• SET TASK 1: In the guide on building workplace culture, if transparency is a window, what is authenticity?

A 10-Step Guide — building a culture everyone wants to work for

You are not building an organization, you are building people who build an organization.

Below are 10 guidelines to help build a more vibrant, productive, & engaged culture within your organization….

Specifically , we have broken down the guidelines into two categories:

  1. How to foster initiative within your teams and how to use this to drive progress across your organization.
  2. How to support a sense of connection within your teams and how to use this to drive integration across your organization.

Use them together or one at a time to start building a better future for your organization. (if you’re visual, you can use the visualisations in part 3 to help)

Part 1: Supporting Connection to drive Integration

1. Authentic lead Transparency:

“The clarity and depth of a river are not always related”

We often think of transparency as a window, a glance through our exterior and into the core of who we are. Transparency allows people from the outside to see beyond the veneer and view the internal structure that support the framework.

If transparency is a window, then authenticity is a mirror. The closer people from the outside look, the more detailed view they will see of themselves. Authenticity allows people to see beyond their silhouette and into the components that create the composition.

In other words, if you’re authentic people will see themselves more clearly, if you are transparent people will see you more clearly.

Driving organizational impact requires both transparency & authenticity. However, it is important that you help people understand themselves and their relative context to your goals before you try to help people understand you and your goals.

• SOURCE MATERIAL:

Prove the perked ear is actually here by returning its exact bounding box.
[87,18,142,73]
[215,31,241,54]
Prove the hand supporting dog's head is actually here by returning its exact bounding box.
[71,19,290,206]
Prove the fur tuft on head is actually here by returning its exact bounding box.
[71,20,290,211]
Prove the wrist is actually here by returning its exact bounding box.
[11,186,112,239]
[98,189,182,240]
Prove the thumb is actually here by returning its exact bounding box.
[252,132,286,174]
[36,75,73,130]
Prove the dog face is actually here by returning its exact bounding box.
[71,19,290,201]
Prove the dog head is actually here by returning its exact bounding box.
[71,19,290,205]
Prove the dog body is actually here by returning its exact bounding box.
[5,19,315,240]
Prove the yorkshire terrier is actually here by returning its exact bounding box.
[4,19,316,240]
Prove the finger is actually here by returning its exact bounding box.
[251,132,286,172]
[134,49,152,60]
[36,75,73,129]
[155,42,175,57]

==

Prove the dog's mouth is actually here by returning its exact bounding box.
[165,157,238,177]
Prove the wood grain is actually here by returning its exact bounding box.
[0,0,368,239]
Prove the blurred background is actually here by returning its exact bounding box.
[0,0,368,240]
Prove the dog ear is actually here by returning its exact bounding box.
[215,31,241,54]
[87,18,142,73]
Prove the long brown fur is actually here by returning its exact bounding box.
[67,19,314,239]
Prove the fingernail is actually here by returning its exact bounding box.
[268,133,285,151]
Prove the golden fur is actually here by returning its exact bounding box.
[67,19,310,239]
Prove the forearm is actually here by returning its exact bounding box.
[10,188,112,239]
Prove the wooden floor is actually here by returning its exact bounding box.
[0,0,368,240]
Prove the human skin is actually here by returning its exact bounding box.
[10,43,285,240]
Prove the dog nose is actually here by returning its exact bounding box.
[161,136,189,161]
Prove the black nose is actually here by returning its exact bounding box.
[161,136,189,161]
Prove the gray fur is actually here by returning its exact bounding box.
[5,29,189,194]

• SET TASK 2: Switch "thumb" to "knuckle" in the records, from the line containing "Prove the wrist" down to the line containing "[155,42,175,57]". Give back only those lines, otherwise unchanged.

• PROBLEM SOLUTION 1: A mirror.

• PROBLEM SOLUTION 2:
Prove the wrist is actually here by returning its exact bounding box.
[11,186,112,239]
[98,189,182,240]
Prove the knuckle is actually here by returning its exact bounding box.
[252,132,286,174]
[36,75,73,130]
Prove the dog face is actually here by returning its exact bounding box.
[71,19,290,201]
Prove the dog head is actually here by returning its exact bounding box.
[71,19,290,205]
Prove the dog body is actually here by returning its exact bounding box.
[5,19,315,240]
Prove the yorkshire terrier is actually here by returning its exact bounding box.
[4,19,316,240]
Prove the finger is actually here by returning its exact bounding box.
[251,132,286,172]
[134,49,152,60]
[36,75,73,129]
[155,42,175,57]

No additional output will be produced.